- WHAT IS NEEDED:
Only the lines that hold "negative" should be in the answer, each copied from the data below.

- RECORDS SUPPLIED:
####################

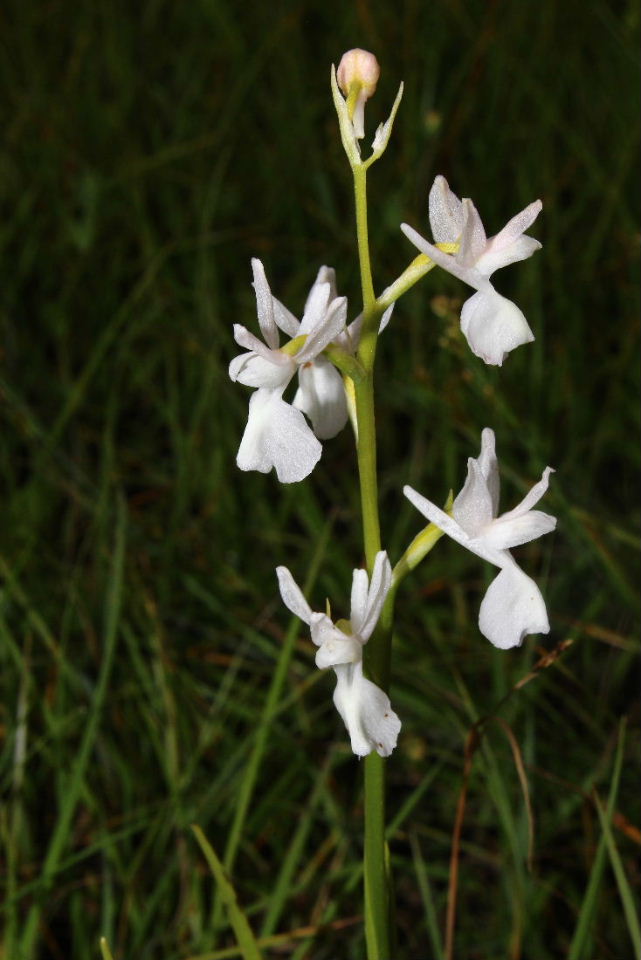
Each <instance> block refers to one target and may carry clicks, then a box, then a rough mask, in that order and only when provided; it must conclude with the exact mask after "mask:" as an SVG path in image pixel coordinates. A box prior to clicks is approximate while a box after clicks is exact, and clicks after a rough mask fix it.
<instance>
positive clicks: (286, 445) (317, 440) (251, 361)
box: [229, 259, 347, 483]
mask: <svg viewBox="0 0 641 960" xmlns="http://www.w3.org/2000/svg"><path fill="white" fill-rule="evenodd" d="M252 271H253V274H254V289H255V291H256V305H257V309H258V323H259V326H260V329H261V333H262V335H263V340H260V339H259V338H258V337H256V336H255V335H254V334H253V333H250V331H249V330H247V329H246V328H245V327H243V326H241V325H240V324H234V339H235V340H236V343H238V344H239V345H240V346H241V347H245V349H246V350H247V351H248V352H247V353H242V354H240V355H239V356H237V357H234V359H233V360H232V361H231V363H230V365H229V376H230V377H231V379H232V380H234V381H238V382H239V383H243V384H245V386H248V387H254V388H256V393H255V394H254V395H253V396H252V398H251V400H250V402H249V416H248V419H247V425H246V427H245V432H244V434H243V438H242V441H241V444H240V448H239V450H238V456H237V458H236V463H237V464H238V466H239V467H240V469H241V470H258V471H260V472H261V473H268V472H269V471H270V470H271V469H272V467H274V468H275V469H276V475H277V477H278V479H279V480H280V481H281V482H282V483H296V482H297V481H299V480H303V479H304V478H305V477H306V476H308V475H309V474H310V473H311V472H312V470H313V469H314V467H315V466H316V464H317V463H318V461H319V459H320V456H321V452H322V447H321V444H320V443H319V439H318V438H320V439H321V440H326V439H329V438H330V437H333V436H335V435H336V434H337V433H338V432H339V431H340V430H342V428H343V427H344V426H345V424H346V422H347V405H346V401H345V391H344V389H343V381H342V378H341V376H340V374H339V373H338V371H337V370H336V369H335V368H334V367H333V366H332V364H331V363H330V362H329V361H328V360H327V359H326V358H325V357H323V356H321V354H322V351H323V350H324V349H325V347H327V346H328V345H329V344H330V343H331V342H332V340H334V339H336V338H338V337H339V336H340V335H341V333H343V332H344V331H345V320H346V316H347V300H346V298H345V297H337V296H336V280H335V274H334V271H333V270H332V269H331V268H330V267H321V269H320V270H319V272H318V276H317V277H316V280H315V282H314V284H313V286H312V288H311V290H310V292H309V295H308V297H307V302H306V303H305V309H304V312H303V319H302V320H300V321H299V320H297V319H296V317H295V316H294V315H293V314H292V313H290V311H289V310H288V309H287V308H286V307H285V306H283V304H282V303H280V301H279V300H277V299H276V298H275V297H273V296H272V293H271V290H270V288H269V284H268V282H267V277H266V276H265V269H264V267H263V265H262V263H261V262H260V260H257V259H254V260H252ZM279 329H280V330H282V331H283V332H284V333H286V334H287V335H288V336H289V337H291V338H292V339H291V340H290V341H289V343H287V344H285V346H284V347H282V348H281V347H280V346H279V333H278V331H279ZM297 372H298V377H299V388H298V391H297V393H296V396H295V397H294V404H293V406H292V405H290V404H288V403H286V402H285V401H284V400H283V393H284V391H285V389H286V388H287V386H288V384H289V383H290V381H291V380H292V378H293V377H294V376H295V374H296V373H297ZM301 411H302V412H301ZM303 413H305V414H307V415H308V417H309V418H310V420H311V422H312V427H313V431H312V430H311V429H310V428H309V426H308V424H307V422H306V420H305V417H304V416H303Z"/></svg>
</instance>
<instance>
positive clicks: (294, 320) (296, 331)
mask: <svg viewBox="0 0 641 960" xmlns="http://www.w3.org/2000/svg"><path fill="white" fill-rule="evenodd" d="M272 301H273V305H274V320H275V321H276V326H277V327H279V328H280V329H281V330H282V331H283V333H286V334H287V336H288V337H292V339H293V338H294V337H297V336H298V334H299V330H300V320H297V319H296V317H295V316H294V314H293V313H292V312H291V310H288V309H287V307H286V306H285V304H284V303H281V302H280V300H277V299H276V297H272Z"/></svg>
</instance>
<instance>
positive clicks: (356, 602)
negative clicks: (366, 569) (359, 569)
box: [349, 569, 368, 636]
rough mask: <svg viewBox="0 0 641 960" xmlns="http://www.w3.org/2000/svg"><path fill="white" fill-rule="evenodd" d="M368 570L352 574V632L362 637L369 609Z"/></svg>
mask: <svg viewBox="0 0 641 960" xmlns="http://www.w3.org/2000/svg"><path fill="white" fill-rule="evenodd" d="M367 589H368V577H367V570H362V569H361V570H354V573H353V574H352V593H351V599H350V612H349V622H350V623H351V625H352V631H353V632H354V633H356V634H358V635H359V636H360V632H361V624H362V623H363V620H364V619H365V612H366V609H367Z"/></svg>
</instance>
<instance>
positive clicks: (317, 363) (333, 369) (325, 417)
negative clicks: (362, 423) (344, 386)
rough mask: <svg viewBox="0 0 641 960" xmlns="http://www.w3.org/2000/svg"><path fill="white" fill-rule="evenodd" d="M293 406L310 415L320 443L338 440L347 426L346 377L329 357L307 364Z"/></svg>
mask: <svg viewBox="0 0 641 960" xmlns="http://www.w3.org/2000/svg"><path fill="white" fill-rule="evenodd" d="M298 380H299V383H300V386H299V388H298V390H297V391H296V395H295V397H294V401H293V406H294V407H296V409H297V410H302V411H303V413H306V414H307V416H308V417H309V419H310V420H311V422H312V427H313V430H314V433H315V434H316V436H317V437H318V438H319V440H329V439H330V438H331V437H335V436H336V434H337V433H340V431H341V430H342V429H343V427H344V426H345V424H346V423H347V401H346V399H345V388H344V386H343V378H342V377H341V375H340V373H339V372H338V370H336V368H335V367H333V366H332V364H331V363H330V362H329V360H327V359H326V358H325V357H322V356H321V357H317V358H316V360H314V361H313V362H312V363H309V364H303V366H302V367H299V370H298Z"/></svg>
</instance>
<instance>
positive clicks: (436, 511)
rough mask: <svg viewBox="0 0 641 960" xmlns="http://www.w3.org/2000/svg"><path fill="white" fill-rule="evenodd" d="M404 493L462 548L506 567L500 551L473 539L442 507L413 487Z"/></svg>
mask: <svg viewBox="0 0 641 960" xmlns="http://www.w3.org/2000/svg"><path fill="white" fill-rule="evenodd" d="M403 493H404V494H405V496H406V497H407V499H408V500H409V501H410V503H412V504H413V505H414V506H415V507H416V509H417V510H418V511H419V513H422V514H423V516H424V517H426V519H427V520H429V521H430V522H431V523H433V524H434V525H435V526H437V527H438V528H439V529H440V530H442V531H443V533H446V534H447V535H448V537H451V538H452V540H456V542H457V543H460V544H461V546H462V547H465V548H466V549H467V550H471V551H472V553H475V554H476V555H477V556H478V557H481V558H482V559H483V560H487V561H488V562H489V563H493V564H494V565H495V566H497V567H502V566H504V564H505V559H504V557H503V555H502V554H501V552H500V551H498V550H493V549H492V548H491V547H489V546H487V545H486V544H485V542H484V540H483V538H482V537H471V536H470V535H469V534H468V533H467V532H466V531H465V530H464V529H463V527H462V526H461V525H460V524H458V523H457V522H456V520H454V519H453V517H450V516H449V514H447V513H445V512H444V511H443V510H441V509H440V507H437V506H436V504H435V503H432V501H431V500H428V499H427V497H423V496H421V494H420V493H417V492H416V490H413V489H412V487H407V486H406V487H403Z"/></svg>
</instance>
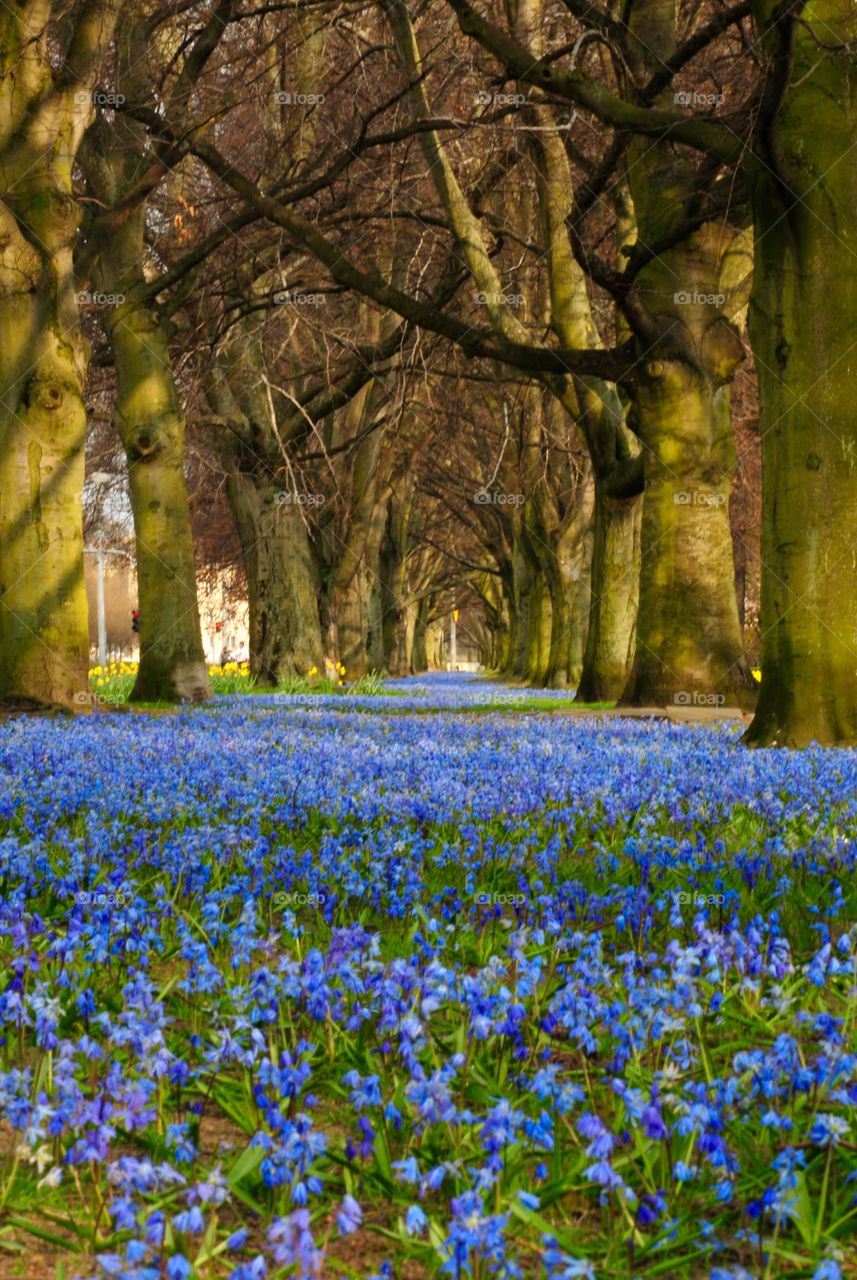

####################

- WRITTEN SOLUTION:
negative clicks: (366, 569) (359, 569)
negative clicks: (362, 423) (344, 386)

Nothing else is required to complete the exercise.